[Bounding box annotation entries]
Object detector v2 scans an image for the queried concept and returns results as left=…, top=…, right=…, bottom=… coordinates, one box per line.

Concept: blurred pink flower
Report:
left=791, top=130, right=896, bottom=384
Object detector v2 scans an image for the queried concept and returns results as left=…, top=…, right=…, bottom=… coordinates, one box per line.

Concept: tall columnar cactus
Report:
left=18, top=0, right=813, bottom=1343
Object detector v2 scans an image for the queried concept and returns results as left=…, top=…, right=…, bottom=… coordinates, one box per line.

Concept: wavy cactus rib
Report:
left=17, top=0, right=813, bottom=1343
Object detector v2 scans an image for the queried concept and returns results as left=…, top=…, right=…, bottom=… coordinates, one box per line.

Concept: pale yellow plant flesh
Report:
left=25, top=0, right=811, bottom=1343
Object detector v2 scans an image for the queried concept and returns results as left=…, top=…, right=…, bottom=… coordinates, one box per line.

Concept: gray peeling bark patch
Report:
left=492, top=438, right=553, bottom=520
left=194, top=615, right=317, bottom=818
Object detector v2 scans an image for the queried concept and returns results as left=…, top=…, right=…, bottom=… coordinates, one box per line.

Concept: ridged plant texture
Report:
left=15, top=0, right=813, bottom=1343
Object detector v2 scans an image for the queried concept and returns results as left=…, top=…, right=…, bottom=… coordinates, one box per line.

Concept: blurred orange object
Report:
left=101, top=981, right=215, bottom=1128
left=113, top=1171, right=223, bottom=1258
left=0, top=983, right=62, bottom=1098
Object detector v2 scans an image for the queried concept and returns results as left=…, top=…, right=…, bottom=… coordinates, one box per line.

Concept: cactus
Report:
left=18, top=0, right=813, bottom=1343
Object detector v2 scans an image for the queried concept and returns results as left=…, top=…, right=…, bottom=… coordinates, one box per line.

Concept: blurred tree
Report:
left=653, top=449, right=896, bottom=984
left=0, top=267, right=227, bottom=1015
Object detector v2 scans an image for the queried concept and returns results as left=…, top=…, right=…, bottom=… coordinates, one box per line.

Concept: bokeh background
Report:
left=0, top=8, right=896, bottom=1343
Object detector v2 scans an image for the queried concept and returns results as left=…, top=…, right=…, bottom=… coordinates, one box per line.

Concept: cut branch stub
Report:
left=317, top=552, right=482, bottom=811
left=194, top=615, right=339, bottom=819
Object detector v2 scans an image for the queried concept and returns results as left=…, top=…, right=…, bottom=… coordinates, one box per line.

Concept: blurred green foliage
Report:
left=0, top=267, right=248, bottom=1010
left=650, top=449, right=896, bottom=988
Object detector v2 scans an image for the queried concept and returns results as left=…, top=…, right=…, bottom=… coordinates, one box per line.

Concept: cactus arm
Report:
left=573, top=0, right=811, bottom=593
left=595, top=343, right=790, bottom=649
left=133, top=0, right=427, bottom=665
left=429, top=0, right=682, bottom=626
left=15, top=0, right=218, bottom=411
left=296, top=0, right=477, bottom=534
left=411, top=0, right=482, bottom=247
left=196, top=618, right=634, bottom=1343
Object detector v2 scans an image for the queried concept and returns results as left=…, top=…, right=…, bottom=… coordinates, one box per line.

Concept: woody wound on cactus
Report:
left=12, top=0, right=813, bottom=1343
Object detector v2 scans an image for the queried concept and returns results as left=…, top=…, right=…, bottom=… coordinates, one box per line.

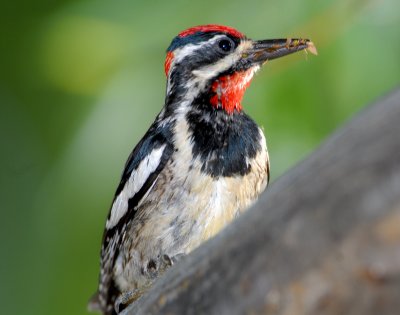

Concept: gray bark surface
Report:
left=122, top=90, right=400, bottom=315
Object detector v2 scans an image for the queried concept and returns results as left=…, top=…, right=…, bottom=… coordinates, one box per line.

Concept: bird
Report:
left=89, top=24, right=316, bottom=315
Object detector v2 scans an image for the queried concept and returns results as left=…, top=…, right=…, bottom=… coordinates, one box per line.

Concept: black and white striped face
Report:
left=165, top=25, right=254, bottom=86
left=165, top=25, right=312, bottom=114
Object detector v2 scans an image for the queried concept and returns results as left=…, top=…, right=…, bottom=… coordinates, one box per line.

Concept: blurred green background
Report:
left=0, top=0, right=400, bottom=315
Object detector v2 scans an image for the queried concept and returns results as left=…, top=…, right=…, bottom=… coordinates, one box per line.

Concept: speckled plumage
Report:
left=90, top=25, right=312, bottom=315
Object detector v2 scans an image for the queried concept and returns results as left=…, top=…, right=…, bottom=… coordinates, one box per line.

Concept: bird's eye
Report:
left=218, top=39, right=234, bottom=53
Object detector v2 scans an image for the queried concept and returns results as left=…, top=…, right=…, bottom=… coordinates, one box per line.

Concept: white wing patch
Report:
left=106, top=144, right=166, bottom=229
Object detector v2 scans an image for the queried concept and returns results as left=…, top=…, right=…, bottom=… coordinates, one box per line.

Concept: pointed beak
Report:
left=241, top=38, right=317, bottom=68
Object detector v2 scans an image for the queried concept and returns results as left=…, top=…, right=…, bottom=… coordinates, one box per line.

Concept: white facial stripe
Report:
left=193, top=36, right=251, bottom=80
left=106, top=145, right=165, bottom=229
left=171, top=35, right=225, bottom=66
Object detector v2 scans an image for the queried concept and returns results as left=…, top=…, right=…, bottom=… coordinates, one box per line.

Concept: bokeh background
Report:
left=0, top=0, right=400, bottom=315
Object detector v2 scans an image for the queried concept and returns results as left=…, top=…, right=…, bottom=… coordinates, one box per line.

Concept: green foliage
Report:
left=0, top=0, right=400, bottom=315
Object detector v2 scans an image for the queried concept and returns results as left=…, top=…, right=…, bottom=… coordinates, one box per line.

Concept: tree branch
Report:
left=123, top=90, right=400, bottom=315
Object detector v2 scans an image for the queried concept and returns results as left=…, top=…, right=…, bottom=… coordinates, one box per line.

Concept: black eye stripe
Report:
left=218, top=39, right=233, bottom=52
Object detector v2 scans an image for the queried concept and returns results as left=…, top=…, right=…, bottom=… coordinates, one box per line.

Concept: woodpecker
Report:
left=89, top=25, right=315, bottom=315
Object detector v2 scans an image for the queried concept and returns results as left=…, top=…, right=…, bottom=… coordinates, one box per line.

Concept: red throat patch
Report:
left=164, top=51, right=174, bottom=77
left=210, top=69, right=254, bottom=114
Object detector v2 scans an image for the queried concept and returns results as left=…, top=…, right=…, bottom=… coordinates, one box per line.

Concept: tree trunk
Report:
left=123, top=90, right=400, bottom=315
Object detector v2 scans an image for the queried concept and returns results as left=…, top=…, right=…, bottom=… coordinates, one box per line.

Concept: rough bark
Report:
left=123, top=90, right=400, bottom=315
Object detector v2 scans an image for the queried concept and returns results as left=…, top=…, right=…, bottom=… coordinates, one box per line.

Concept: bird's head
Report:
left=165, top=25, right=315, bottom=114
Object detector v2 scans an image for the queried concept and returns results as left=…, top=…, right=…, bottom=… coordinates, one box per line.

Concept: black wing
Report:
left=90, top=122, right=173, bottom=314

§ DO THIS:
Which lines in the data above contain the word "tree"? Report each of those lines in full.

§ THE REPLY:
Concept: blurred tree
Concept: tree branch
Concept: tree trunk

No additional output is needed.